---------- Data for the task ----------

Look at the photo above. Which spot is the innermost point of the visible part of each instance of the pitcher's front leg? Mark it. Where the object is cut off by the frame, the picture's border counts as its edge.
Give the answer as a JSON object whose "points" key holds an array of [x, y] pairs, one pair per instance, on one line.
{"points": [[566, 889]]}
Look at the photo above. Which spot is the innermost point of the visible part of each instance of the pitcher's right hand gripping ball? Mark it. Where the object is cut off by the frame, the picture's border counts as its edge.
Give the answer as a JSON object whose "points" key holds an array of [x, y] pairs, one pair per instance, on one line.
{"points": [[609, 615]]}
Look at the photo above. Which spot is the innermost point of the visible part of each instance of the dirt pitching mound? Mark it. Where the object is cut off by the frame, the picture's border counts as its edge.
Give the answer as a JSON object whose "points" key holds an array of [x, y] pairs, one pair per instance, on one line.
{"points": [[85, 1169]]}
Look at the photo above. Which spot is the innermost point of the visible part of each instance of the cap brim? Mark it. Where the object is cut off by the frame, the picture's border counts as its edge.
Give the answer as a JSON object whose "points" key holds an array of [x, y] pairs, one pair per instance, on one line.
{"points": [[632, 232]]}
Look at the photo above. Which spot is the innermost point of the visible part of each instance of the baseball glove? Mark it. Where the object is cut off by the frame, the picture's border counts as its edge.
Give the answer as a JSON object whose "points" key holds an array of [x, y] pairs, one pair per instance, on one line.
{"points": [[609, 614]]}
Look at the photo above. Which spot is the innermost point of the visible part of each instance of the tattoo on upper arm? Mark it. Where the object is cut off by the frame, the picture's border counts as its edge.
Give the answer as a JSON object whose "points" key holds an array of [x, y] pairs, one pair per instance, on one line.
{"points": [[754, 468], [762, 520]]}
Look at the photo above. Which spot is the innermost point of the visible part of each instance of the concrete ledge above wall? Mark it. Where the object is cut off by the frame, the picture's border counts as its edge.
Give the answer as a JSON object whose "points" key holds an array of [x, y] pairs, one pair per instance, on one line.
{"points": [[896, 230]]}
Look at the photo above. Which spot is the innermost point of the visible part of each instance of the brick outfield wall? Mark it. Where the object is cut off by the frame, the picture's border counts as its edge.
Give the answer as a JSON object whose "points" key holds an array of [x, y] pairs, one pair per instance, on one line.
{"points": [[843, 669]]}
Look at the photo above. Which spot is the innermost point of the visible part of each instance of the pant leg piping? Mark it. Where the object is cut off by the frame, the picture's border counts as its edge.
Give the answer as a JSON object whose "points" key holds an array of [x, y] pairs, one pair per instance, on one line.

----------

== Work required ==
Reproduce, character for character, only the lines of the preceding data that start at the line with "of the tattoo" and end at the line with "of the brick", both included.

== Result of this task ==
Look at the photo above. Which spot is the innermost point of the visible part of each instance of the tattoo on upper arm? Mark it. Where the object is cut off by the frame, the picture's border counts as its edge.
Give the answer as a JSON object whose "points" key holds an array of [x, y] pairs, one pair per instance, on one line.
{"points": [[754, 468], [762, 520]]}
Look at the photo above. Which spot is the innermost point of the visible part of each instance of the concrete ledge above wall? Mark it. Where the object is cut off by the frame, the picture's border counts as its edge.
Give the answer as a JSON object whose "points" key holds an array of [x, y] pairs, one pair per instance, on one line.
{"points": [[896, 230]]}
Look at the photo above. Which spot is the innermost point of the visible part of each instance of the brick outfield wall? Mark it. Where the object is cut off by the frame, the picture's border counts as its edge.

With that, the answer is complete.